Do this: Rewrite the items from the line containing "Target: brown eye" through the end of the items, replacing "Pins" with "Points" and leaving all other text unchanged. Return only those lines.

Dataset extract:

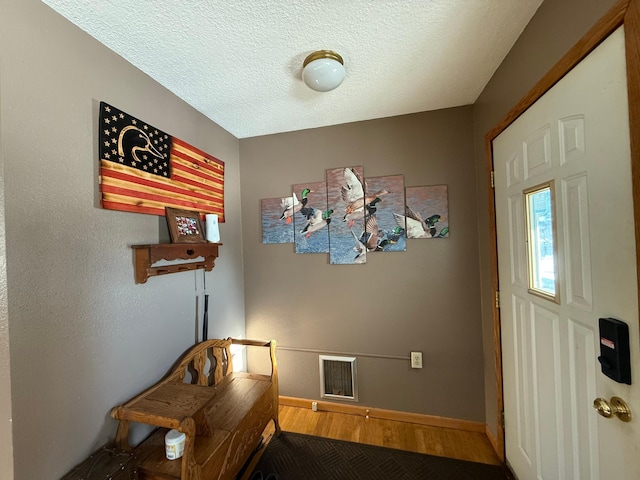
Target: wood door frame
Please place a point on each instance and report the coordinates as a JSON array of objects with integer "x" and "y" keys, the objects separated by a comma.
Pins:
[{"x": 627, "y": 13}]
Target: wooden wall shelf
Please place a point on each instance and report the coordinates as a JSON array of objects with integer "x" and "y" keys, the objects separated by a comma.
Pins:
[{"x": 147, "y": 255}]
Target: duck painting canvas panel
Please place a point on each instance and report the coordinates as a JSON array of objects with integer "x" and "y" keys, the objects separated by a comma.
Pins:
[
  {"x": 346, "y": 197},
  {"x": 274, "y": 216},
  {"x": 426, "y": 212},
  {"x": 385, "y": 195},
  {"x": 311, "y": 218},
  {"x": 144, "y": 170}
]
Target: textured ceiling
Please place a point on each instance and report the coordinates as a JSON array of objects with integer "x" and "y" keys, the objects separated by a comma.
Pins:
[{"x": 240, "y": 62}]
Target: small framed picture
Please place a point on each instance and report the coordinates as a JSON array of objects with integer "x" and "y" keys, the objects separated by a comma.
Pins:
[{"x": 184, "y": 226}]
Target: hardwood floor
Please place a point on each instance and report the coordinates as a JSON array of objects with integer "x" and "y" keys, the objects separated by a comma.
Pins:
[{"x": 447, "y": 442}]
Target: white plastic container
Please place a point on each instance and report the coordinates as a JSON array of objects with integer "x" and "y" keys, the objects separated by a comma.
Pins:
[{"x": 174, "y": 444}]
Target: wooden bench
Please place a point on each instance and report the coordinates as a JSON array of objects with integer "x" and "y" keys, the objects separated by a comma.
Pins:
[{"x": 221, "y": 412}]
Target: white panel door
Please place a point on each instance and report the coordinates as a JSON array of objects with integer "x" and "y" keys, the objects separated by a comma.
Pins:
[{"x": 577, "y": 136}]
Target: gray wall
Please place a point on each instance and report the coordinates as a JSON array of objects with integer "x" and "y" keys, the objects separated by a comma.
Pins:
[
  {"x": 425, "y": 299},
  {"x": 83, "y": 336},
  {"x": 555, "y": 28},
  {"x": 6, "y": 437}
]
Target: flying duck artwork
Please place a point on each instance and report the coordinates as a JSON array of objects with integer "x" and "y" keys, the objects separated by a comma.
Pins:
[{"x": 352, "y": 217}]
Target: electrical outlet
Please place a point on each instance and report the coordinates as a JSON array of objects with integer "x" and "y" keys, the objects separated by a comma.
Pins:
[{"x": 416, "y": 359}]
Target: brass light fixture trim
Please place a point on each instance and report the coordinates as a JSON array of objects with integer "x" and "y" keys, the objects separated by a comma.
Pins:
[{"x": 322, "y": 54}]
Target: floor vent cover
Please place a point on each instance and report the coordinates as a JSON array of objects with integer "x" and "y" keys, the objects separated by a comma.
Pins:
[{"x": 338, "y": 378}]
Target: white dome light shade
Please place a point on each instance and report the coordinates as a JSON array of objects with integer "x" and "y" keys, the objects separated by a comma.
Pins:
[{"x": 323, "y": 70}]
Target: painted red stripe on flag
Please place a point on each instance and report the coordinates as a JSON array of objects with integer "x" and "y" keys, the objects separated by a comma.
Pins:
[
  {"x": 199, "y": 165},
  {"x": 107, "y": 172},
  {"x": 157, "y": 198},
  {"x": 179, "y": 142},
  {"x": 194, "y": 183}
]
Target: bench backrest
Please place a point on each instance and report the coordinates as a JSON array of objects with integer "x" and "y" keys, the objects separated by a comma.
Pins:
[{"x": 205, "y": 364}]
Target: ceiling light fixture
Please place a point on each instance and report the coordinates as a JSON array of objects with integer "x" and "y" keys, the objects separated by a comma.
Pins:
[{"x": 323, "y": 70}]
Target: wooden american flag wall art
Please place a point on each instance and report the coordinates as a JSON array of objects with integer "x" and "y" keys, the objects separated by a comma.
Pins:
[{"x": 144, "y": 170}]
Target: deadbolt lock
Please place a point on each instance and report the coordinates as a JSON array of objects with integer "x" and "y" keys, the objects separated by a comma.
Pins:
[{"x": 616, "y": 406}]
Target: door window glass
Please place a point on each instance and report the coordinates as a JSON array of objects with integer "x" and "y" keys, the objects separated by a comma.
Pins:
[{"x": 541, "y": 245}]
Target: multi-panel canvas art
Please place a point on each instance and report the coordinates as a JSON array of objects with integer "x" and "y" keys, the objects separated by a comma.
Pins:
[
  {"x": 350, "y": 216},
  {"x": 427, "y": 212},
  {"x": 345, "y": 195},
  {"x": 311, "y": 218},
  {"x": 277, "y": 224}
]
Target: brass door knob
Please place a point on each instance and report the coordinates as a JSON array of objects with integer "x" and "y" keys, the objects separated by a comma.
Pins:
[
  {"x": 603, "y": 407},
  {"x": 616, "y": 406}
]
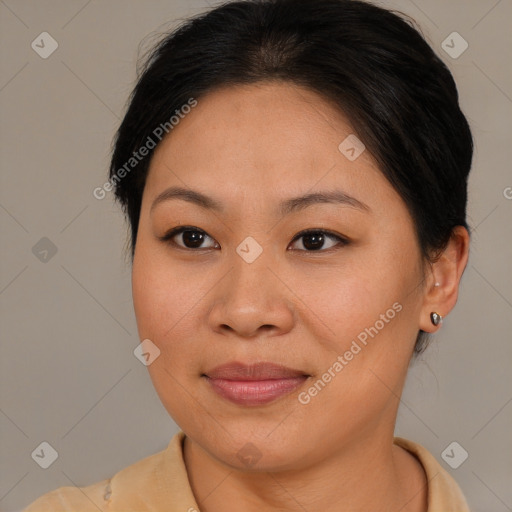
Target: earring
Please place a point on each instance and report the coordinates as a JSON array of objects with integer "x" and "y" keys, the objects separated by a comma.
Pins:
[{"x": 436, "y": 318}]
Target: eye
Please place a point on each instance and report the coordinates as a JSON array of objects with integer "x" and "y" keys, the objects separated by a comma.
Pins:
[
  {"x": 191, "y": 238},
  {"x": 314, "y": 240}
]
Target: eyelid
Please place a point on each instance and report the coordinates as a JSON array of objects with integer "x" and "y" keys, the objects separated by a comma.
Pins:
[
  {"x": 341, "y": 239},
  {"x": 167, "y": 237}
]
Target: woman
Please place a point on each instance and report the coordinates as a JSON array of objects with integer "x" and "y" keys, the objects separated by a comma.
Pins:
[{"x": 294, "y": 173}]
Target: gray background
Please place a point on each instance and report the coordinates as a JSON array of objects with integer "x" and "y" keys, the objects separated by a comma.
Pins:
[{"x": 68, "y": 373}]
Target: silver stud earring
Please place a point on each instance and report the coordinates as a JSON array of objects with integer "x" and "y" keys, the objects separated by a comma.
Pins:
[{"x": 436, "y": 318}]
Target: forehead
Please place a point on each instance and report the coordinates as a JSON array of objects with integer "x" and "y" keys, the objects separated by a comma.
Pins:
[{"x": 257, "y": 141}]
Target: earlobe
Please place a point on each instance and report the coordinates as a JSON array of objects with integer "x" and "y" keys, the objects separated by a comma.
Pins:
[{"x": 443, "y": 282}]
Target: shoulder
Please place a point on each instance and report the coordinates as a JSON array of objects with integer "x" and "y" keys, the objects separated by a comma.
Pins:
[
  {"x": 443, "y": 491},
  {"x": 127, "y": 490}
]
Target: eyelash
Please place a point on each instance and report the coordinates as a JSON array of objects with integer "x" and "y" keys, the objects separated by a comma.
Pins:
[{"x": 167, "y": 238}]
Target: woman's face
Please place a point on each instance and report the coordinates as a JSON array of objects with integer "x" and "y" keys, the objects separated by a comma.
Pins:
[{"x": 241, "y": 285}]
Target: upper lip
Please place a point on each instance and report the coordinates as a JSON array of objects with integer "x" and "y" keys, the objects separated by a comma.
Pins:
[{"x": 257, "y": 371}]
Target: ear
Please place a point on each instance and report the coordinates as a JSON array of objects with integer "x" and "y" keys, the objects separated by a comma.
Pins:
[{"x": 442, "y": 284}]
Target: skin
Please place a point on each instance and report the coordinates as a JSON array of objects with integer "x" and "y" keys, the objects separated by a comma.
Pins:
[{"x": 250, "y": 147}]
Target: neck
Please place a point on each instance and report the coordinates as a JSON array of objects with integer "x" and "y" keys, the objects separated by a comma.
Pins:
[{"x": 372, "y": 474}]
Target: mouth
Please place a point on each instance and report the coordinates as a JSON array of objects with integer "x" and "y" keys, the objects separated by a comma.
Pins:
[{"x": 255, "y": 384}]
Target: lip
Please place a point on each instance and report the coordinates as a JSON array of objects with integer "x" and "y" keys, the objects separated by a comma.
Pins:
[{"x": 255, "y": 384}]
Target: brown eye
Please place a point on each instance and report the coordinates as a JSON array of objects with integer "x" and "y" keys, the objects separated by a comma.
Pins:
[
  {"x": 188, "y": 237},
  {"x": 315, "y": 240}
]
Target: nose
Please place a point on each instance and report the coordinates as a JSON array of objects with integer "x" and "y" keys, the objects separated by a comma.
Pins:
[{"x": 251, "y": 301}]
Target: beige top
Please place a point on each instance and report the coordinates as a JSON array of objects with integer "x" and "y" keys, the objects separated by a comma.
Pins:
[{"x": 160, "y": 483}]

Answer for the task:
Target: brown eye
Please place a point on each instance and report the coordinates as a JSON array of objects with integer "x" and "y" keys, the objects separated by a comma.
Points:
[
  {"x": 188, "y": 237},
  {"x": 315, "y": 240}
]
Target: nose
Please place a point on each instance and report the coordinates as a JSON array of objects with integer "x" and "y" keys, the objects separated by a comma.
Points:
[{"x": 251, "y": 301}]
Target: beige top
Please place a point on each instance and report the coordinates as a JSON array of objects with integer "x" and "y" keys, the objects separated by a comma.
Points:
[{"x": 160, "y": 483}]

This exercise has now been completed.